[Stored data]
<<<<
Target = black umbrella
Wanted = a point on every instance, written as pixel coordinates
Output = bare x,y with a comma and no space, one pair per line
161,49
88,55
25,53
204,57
>>>>
**Task to complete:** Can you convert every line of the entries above into a Markdown table with the columns "Row" and "Line", numbering each row and leaving out any blank lines?

**Completed task:**
| Row | Line |
|---|---|
| 1 | Target = black umbrella |
| 2 | Wanted = a point on every instance, written as pixel coordinates |
| 3 | Output = bare x,y with a comma and no space, one pair per line |
| 4 | 161,49 |
| 5 | 88,55 |
| 6 | 25,53 |
| 7 | 204,57 |